━━━━━ RECORDS FOR PROCESSING ━━━━━
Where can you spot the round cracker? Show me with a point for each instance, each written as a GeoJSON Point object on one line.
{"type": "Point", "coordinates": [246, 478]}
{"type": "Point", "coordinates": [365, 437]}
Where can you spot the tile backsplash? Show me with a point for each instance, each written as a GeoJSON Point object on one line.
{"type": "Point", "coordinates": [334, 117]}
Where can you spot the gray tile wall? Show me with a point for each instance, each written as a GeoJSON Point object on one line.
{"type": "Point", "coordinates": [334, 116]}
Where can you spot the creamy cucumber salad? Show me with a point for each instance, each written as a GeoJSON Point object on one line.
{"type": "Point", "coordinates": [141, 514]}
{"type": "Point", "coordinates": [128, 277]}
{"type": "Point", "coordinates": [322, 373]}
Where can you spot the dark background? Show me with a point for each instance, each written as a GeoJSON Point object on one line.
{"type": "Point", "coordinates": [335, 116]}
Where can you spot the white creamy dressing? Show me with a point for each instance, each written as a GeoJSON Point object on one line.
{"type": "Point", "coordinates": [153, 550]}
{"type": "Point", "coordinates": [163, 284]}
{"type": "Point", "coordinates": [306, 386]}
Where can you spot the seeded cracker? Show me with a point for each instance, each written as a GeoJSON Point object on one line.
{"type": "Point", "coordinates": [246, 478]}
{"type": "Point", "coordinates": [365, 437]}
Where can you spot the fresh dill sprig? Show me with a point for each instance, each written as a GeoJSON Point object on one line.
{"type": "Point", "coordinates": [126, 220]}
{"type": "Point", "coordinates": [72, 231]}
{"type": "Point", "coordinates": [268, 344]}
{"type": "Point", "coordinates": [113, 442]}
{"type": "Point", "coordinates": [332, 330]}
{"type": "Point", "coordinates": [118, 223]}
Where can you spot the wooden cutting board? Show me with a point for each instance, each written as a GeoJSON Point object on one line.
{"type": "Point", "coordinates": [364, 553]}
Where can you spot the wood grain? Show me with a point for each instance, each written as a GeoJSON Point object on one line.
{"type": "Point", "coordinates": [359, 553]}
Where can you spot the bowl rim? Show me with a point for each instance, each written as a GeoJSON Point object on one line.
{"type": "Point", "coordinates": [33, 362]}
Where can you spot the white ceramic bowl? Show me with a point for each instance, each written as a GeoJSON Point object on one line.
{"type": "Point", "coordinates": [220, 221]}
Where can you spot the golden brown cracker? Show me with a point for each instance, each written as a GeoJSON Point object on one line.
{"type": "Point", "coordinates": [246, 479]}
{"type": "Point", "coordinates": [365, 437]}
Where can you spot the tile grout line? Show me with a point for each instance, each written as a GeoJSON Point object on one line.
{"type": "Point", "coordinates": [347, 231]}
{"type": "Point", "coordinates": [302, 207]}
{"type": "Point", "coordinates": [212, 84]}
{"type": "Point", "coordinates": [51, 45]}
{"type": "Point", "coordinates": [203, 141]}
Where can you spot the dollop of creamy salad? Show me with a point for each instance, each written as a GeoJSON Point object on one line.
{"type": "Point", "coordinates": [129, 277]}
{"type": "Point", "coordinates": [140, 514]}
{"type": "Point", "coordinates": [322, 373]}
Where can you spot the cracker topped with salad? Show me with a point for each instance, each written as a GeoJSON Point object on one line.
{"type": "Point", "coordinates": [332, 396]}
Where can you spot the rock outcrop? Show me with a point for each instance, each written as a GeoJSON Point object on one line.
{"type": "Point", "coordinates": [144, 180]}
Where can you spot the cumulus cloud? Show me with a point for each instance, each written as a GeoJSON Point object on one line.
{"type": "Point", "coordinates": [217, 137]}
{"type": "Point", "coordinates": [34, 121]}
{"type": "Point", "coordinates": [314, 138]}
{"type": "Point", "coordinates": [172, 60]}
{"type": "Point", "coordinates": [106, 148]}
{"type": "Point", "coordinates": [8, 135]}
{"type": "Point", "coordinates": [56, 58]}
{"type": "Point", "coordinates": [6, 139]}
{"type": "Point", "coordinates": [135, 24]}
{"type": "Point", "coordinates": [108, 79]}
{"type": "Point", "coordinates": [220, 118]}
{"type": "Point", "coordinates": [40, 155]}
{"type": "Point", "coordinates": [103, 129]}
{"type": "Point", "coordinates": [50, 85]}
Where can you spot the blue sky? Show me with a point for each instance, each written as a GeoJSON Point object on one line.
━━━━━
- [WHAT YOU ARE ASKED TO DO]:
Pull out every line of the records above that contains the word "white", matching case exactly, and list those lines in order.

- [OUTPUT]:
Where can you spot the white creamy dressing? Show me with a point for each instance, each written as a GeoJSON Point object on one line.
Where can you spot the white ceramic bowl? Show me with a point for each instance, each written as a GeoJSON Point object on one line.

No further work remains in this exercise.